Set task: Return every line of the records below that contains the word "bare".

Records for this task:
/---
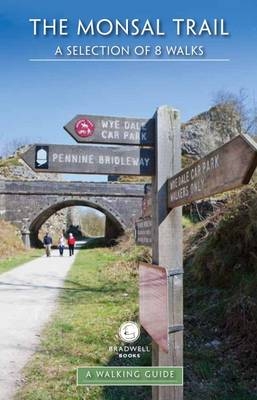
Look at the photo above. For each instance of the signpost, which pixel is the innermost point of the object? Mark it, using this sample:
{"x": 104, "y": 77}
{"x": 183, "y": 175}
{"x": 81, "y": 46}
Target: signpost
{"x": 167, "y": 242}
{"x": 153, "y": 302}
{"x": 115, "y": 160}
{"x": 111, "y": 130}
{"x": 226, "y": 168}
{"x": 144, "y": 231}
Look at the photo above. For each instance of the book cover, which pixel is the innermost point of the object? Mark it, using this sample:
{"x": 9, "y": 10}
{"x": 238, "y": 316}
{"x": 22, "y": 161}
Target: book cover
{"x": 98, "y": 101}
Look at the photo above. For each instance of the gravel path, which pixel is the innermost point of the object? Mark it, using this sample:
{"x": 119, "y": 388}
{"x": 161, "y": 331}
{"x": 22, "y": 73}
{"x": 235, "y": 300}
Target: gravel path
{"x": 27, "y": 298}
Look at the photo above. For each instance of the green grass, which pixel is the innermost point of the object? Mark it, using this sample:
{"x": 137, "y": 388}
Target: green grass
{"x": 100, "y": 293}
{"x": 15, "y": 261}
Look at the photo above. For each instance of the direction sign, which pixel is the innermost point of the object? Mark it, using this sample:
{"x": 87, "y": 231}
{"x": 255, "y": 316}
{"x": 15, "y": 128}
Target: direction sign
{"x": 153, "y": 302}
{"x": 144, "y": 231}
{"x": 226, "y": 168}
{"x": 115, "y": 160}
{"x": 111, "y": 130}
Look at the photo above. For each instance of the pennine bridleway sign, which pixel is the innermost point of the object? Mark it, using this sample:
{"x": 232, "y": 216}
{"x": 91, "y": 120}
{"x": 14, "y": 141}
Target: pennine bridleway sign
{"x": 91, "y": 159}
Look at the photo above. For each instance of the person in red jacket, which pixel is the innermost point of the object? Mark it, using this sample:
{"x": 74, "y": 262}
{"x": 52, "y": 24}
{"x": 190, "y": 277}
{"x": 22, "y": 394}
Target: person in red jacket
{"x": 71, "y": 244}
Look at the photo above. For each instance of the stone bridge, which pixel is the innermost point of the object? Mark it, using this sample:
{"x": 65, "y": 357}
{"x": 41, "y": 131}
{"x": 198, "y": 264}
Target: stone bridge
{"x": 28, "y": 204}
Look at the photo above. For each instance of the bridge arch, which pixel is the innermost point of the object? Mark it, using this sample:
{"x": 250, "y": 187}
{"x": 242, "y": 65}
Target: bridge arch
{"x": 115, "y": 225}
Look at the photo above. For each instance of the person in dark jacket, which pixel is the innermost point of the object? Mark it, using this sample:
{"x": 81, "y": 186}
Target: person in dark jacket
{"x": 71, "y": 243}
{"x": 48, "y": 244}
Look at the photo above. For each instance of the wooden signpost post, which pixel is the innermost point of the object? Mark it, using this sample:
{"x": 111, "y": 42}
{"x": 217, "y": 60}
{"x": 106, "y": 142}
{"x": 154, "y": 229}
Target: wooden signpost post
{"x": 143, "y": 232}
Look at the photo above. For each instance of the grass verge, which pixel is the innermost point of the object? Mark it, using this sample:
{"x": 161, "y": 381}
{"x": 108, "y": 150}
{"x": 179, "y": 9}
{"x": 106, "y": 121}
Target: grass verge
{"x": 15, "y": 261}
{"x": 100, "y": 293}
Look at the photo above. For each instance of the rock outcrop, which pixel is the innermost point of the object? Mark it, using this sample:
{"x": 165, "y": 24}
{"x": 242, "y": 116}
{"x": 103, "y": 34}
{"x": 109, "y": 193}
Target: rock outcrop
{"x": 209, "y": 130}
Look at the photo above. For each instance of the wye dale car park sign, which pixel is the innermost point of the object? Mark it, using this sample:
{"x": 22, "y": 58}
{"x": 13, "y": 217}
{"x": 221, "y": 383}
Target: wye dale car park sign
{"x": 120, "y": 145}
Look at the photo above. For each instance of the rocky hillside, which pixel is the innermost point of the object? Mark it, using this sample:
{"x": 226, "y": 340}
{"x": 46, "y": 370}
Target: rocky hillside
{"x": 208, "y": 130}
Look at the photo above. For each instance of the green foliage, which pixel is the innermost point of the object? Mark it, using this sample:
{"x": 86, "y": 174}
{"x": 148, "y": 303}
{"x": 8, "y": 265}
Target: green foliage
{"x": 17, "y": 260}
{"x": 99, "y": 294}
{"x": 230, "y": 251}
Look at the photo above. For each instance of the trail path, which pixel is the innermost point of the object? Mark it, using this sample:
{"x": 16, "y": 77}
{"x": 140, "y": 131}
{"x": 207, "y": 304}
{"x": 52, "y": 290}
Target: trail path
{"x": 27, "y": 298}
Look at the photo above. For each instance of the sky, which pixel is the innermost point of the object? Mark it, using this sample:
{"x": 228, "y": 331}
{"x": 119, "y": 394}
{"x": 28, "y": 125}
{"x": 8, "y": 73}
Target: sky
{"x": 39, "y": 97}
\---
/---
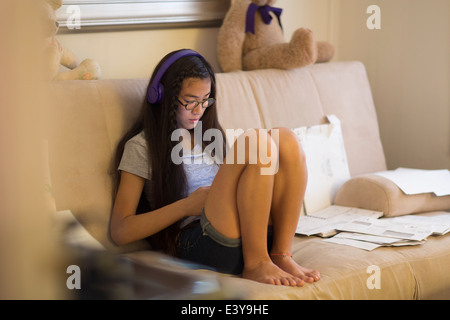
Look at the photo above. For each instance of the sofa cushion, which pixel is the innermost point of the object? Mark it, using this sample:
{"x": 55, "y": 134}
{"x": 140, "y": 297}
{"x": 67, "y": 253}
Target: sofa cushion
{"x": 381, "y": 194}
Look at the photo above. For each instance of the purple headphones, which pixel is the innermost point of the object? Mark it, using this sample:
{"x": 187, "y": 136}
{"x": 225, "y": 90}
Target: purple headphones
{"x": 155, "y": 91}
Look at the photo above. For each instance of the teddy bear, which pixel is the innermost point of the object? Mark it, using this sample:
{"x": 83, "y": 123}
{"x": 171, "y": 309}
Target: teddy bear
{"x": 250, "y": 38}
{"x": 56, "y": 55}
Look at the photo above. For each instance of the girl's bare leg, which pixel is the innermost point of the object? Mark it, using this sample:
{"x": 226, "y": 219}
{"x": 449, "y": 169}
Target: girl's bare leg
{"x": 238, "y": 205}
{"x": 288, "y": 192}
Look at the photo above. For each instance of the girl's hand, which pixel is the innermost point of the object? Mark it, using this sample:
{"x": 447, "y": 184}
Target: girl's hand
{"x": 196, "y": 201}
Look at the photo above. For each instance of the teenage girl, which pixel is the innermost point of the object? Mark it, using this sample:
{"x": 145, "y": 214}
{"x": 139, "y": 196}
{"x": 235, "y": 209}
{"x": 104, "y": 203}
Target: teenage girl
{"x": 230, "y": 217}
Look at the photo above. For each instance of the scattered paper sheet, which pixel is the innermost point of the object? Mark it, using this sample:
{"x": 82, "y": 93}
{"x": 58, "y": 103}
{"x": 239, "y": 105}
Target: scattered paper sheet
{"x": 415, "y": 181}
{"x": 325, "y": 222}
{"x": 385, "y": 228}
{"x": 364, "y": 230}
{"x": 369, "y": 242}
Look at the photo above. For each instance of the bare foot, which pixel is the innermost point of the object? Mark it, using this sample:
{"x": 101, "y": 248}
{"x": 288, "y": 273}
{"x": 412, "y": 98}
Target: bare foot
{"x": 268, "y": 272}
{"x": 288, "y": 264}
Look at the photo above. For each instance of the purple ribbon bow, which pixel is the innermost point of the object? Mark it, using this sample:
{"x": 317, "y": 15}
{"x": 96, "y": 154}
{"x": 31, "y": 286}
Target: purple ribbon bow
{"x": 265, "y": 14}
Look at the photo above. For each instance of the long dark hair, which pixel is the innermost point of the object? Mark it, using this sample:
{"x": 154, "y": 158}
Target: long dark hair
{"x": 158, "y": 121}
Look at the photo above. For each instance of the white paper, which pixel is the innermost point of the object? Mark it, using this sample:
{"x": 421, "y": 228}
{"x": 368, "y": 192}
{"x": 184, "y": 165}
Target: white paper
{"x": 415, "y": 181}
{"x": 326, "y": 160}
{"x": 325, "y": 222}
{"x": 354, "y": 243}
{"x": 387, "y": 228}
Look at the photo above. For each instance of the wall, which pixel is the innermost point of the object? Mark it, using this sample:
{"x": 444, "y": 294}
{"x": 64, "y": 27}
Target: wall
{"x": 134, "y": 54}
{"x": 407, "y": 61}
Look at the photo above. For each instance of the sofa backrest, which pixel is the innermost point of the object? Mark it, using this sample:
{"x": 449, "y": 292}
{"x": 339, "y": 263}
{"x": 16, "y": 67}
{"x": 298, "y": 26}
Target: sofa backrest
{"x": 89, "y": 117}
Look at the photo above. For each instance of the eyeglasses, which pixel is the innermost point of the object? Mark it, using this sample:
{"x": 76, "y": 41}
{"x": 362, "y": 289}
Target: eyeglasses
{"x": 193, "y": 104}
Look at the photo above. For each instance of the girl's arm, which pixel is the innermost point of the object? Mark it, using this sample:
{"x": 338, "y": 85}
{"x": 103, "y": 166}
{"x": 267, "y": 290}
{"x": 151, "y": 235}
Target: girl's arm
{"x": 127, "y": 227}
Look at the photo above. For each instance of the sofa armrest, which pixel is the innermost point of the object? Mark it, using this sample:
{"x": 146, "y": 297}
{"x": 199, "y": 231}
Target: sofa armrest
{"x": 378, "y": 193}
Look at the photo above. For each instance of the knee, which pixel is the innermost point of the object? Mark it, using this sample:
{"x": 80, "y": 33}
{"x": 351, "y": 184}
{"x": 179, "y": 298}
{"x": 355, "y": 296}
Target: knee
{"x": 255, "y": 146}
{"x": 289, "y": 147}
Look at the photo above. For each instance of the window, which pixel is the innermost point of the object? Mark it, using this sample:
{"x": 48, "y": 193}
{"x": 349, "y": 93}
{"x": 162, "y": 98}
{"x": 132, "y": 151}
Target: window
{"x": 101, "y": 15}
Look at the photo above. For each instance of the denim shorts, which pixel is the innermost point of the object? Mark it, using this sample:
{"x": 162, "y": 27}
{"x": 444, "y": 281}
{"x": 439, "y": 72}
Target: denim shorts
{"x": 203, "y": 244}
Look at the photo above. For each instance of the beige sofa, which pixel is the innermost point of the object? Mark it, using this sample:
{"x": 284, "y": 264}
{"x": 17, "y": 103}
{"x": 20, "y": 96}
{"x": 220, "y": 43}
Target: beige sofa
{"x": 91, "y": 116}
\---
Solved exercise:
Look at the photo above. For each instance of the girl's bare leg, which pixel is the innermost point of the object? Mark it, using this sample:
Target: girl's bare leg
Look at the photo above. For each instance of the bare foot, which pixel is the innermost point of the object? Mark it, using this sample:
Target: bare foot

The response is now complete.